After we buy a product, we may begin to feel a form of cognitive dissonance called buyer’s remorse. Buyer’s remorse is when we feel the opportunity cost of what we’ve just bought.

It’s at this moment that a nice surprise from the seller will fire up our endorphins and make us feel happy again.

While this practice may sound manipulative, I believe it’s good for both retailers and customers.

Customers feel happier and reassured in their decision to make a purchase, while retailers benefit from less refund requests. Also, retailers experience increased customer satisfaction and loyalty.

How to reduce buyer’s remorse in a way that drives links, increases shares and gathers valuable feedback

We’ve covered why having a post-conversion strategy matters, now let’s look at how you can create a successful one for your customers.

Good post-conversion strategies are win-win. They should give the customer something valuable, while providing you with something equally valuable.

───

### Set exercise 1
Do these statements agree with the passage on buyer's remorse? Answer yes or no for each, quoting the deciding words from the passage. (a) Buyer's remorse is described as a form of cognitive dissonance. (b) The author considers surprising customers after a purchase to be bad for retailers. (c) Retailers that do this get fewer refund requests.
### Set exercise 2
Quote the passage on buyer's remorse from "While this practice may" up to and including "satisfaction and loyalty.".
### Set exercise 3
Continue the passage on buyer's remorse from where it stops.

───

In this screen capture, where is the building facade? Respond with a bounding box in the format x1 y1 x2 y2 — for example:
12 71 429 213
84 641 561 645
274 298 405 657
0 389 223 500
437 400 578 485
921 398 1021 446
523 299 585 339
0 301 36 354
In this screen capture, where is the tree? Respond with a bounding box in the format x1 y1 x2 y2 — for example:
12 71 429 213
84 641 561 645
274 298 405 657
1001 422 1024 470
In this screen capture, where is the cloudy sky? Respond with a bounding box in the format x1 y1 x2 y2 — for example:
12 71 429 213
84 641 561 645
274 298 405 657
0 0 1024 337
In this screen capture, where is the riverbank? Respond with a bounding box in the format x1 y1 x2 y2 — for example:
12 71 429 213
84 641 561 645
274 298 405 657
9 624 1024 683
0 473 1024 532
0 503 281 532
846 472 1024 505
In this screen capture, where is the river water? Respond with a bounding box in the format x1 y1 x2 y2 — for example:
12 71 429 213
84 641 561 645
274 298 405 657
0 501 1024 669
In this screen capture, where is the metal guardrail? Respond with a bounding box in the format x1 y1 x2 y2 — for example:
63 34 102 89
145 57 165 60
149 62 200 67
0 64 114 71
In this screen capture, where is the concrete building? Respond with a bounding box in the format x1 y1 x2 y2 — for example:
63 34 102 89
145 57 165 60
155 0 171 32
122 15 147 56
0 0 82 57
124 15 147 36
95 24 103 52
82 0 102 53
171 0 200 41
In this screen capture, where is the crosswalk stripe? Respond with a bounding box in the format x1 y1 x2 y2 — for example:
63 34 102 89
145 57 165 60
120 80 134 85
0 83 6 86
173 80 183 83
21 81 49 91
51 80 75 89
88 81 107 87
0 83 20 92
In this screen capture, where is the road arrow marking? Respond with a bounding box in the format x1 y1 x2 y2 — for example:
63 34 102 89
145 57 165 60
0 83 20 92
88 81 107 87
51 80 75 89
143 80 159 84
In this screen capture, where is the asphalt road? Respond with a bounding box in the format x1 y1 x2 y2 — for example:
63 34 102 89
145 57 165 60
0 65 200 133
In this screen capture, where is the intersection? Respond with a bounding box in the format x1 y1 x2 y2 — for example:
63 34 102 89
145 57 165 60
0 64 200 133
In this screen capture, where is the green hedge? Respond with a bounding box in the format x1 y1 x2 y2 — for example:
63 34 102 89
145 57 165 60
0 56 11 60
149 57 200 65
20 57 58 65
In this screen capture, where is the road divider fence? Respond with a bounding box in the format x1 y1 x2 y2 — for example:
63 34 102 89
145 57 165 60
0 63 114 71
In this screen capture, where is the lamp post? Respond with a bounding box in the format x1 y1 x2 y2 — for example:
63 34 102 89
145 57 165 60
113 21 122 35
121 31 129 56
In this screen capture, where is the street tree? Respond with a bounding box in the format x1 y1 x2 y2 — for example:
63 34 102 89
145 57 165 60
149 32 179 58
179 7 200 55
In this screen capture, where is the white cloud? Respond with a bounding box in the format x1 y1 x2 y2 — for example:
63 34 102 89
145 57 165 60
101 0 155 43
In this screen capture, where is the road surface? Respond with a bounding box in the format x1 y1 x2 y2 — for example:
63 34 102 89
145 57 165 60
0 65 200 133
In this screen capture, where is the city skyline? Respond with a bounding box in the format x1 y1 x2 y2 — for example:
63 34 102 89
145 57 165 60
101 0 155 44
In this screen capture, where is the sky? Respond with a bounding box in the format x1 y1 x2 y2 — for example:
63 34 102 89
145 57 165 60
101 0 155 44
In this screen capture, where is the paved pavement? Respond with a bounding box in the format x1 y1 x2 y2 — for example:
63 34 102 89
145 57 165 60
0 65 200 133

───

### Task result 1
(a) Yes: "we may begin to feel a form of cognitive dissonance called buyer’s remorse"
(b) No: "I believe it’s good for both retailers and customers"
(c) Yes: "retailers benefit from less refund requests"

### Task result 2
While this practice may sound manipulative, I believe it’s good for both retailers and customers.

Customers feel happier and reassured in their decision to make a purchase, while retailers benefit from less refund requests. Also, retailers experience increased customer satisfaction and loyalty.

### Task result 3
Here are a few examples of what can be exchanged post-conversion:

What you can give customers:

  • Competition entries
  • Bonus gifts
  • Coupons & discounts
  • Priority treatment
  • Webinar access
  • Information products

In exchange for:

  • Social shares
  • More customer information
  • More social followers
  • More sales
  • Feedback
  • Reviews
  • Customer loyalty/satisfaction

And here are six examples of how you can implement post-conversion strategies on your website:

1. Offer a free bonus in exchange for social shares

One of the oldest tricks in the book is to ask customers to share the product they bought in return for a free extra—perhaps an information product or entry into a competition.

A few years ago, I ran a Groupon deal for musicians where we bundled hundreds of dollars worth of recording time, information products and discounts into bundles that sold for 1/10th of the value.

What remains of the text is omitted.